**TASK DESCRIPTION**
Beginning with the first entry, restate the data word for word and leave out the images.

**DATA EXCERPTS**

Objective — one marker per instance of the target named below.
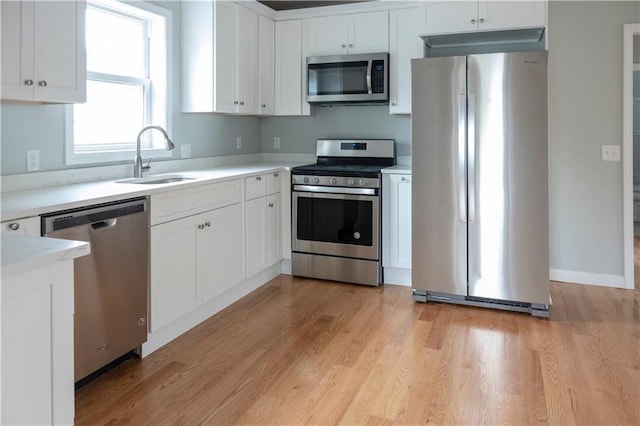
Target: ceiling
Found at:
(295, 4)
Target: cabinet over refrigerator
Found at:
(480, 196)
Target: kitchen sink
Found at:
(156, 180)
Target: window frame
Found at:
(156, 87)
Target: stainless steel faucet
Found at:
(137, 162)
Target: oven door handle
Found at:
(334, 190)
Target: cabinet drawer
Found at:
(255, 186)
(186, 202)
(273, 182)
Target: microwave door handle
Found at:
(369, 66)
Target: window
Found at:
(127, 83)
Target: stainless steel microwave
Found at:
(348, 79)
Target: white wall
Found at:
(585, 112)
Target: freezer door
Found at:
(507, 177)
(439, 251)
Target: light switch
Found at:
(610, 152)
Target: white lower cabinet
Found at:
(396, 228)
(195, 258)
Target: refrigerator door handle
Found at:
(462, 130)
(472, 156)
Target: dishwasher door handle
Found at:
(109, 223)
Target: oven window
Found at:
(335, 221)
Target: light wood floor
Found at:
(303, 351)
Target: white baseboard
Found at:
(397, 276)
(166, 334)
(605, 280)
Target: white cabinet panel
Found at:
(290, 69)
(396, 228)
(43, 51)
(173, 289)
(266, 65)
(219, 251)
(368, 32)
(405, 44)
(255, 236)
(442, 17)
(347, 34)
(27, 226)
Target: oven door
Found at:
(333, 224)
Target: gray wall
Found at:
(585, 112)
(299, 134)
(42, 126)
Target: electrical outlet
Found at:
(610, 152)
(185, 151)
(33, 160)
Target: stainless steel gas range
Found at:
(336, 211)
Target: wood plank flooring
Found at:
(300, 351)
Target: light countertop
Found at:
(34, 202)
(22, 254)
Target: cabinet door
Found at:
(326, 35)
(273, 182)
(28, 226)
(496, 15)
(59, 58)
(273, 243)
(173, 289)
(449, 16)
(225, 48)
(219, 247)
(368, 32)
(404, 45)
(17, 36)
(289, 68)
(397, 221)
(266, 55)
(247, 60)
(255, 236)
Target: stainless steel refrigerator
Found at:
(479, 169)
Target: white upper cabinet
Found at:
(347, 34)
(266, 55)
(404, 45)
(43, 51)
(219, 58)
(290, 69)
(441, 17)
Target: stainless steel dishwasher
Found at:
(111, 283)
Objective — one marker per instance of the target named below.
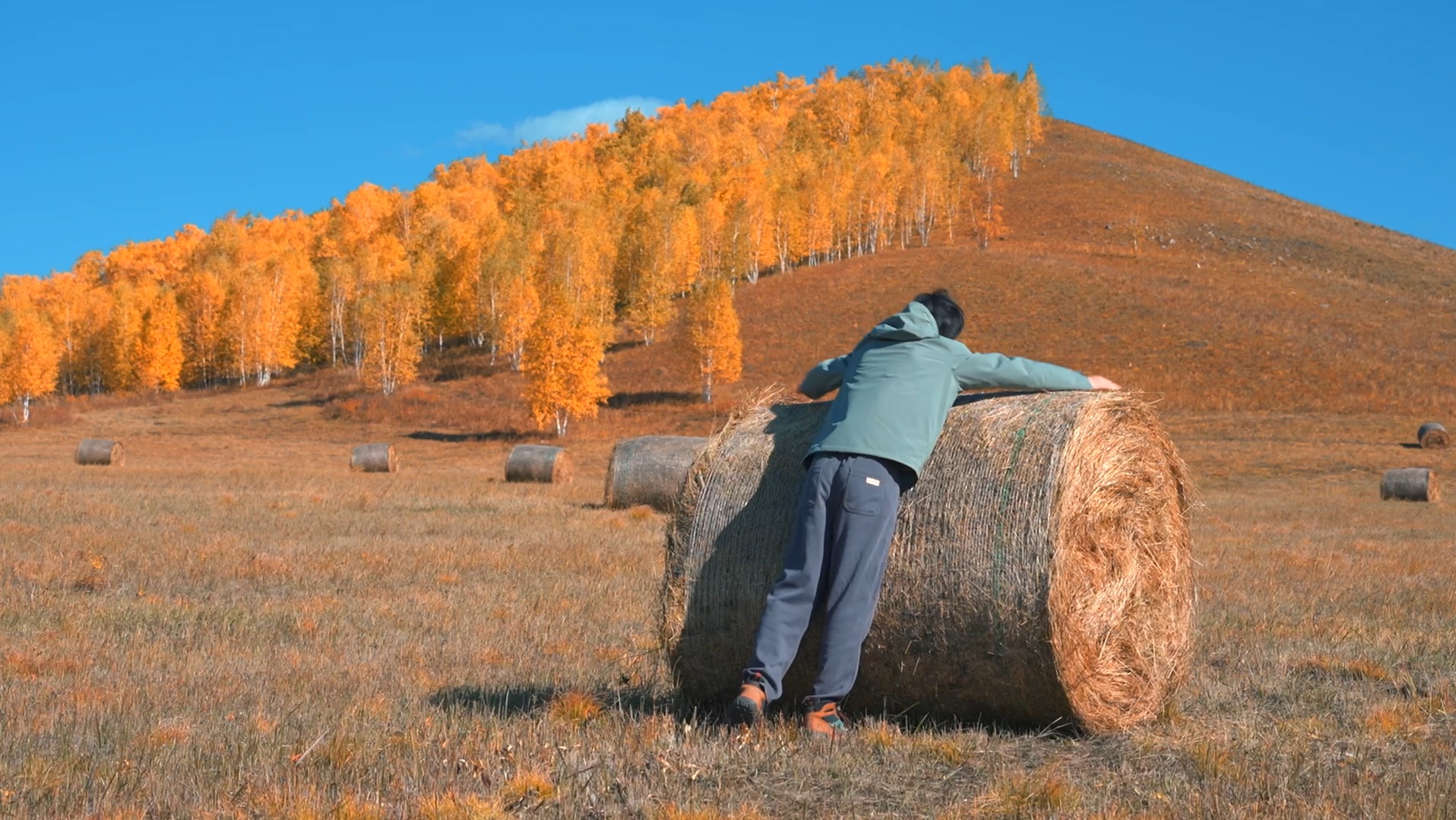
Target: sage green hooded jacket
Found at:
(899, 384)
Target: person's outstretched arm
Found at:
(825, 376)
(996, 370)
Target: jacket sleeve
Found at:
(825, 376)
(996, 370)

**REPLY TO THE EXERCISE**
Objective — one marker per instance of the target named below.
Target: ceiling
Found at:
(295, 4)
Target: cabinet over refrigerator
Found at:
(480, 196)
Target: kitchen sink
Found at:
(156, 180)
Target: window frame
Found at:
(156, 87)
Target: stainless steel faucet
Found at:
(137, 162)
Target: oven door handle
Found at:
(334, 190)
Target: cabinet drawer
Found at:
(255, 186)
(186, 202)
(273, 182)
Target: microwave door handle
Found at:
(369, 66)
Target: window
Found at:
(127, 83)
Target: stainless steel microwave
Found at:
(348, 79)
Target: white wall
Found at:
(585, 112)
Target: freezer door
Found at:
(507, 177)
(439, 251)
Target: light switch
Found at:
(610, 152)
Target: white lower cabinet
Found at:
(396, 228)
(195, 258)
Target: refrigerator door handle
Found at:
(462, 130)
(472, 156)
Target: dishwasher door handle
Found at:
(109, 223)
Target: oven window
Found at:
(335, 221)
Target: light wood floor
Found at:
(303, 351)
Target: white baseboard
Found at:
(397, 276)
(166, 334)
(605, 280)
Target: white cabinet panel
Found at:
(290, 69)
(396, 228)
(43, 51)
(173, 289)
(266, 65)
(219, 251)
(368, 32)
(405, 44)
(255, 236)
(442, 17)
(347, 34)
(27, 226)
Target: oven door
Found at:
(333, 224)
Target: gray wall
Found at:
(585, 112)
(299, 134)
(42, 126)
Target: electrical outlet
Found at:
(610, 152)
(185, 151)
(33, 160)
Target: stainless steel gas range
Found at:
(336, 211)
Target: wood plank flooring
Found at:
(300, 351)
Target: light countertop
Found at:
(34, 202)
(22, 254)
Target: cabinet door
Found at:
(326, 35)
(273, 182)
(28, 226)
(496, 15)
(59, 58)
(273, 243)
(173, 289)
(449, 16)
(225, 48)
(219, 247)
(368, 32)
(404, 45)
(17, 36)
(289, 68)
(397, 221)
(266, 55)
(247, 60)
(255, 236)
Target: stainless steel refrigerator
Found at:
(479, 169)
Target: white upper cabinet
Found at:
(347, 34)
(266, 55)
(404, 45)
(43, 51)
(219, 58)
(290, 69)
(441, 17)
Target: stainless steel dishwasher
Found at:
(111, 283)
Objective — one marker per instance of the target named below.
Target: sage green hooded jacket
Found at:
(899, 384)
Target: person's outstretched arm
Found at:
(825, 376)
(996, 370)
Target: jacket sleeve
Found at:
(825, 376)
(996, 370)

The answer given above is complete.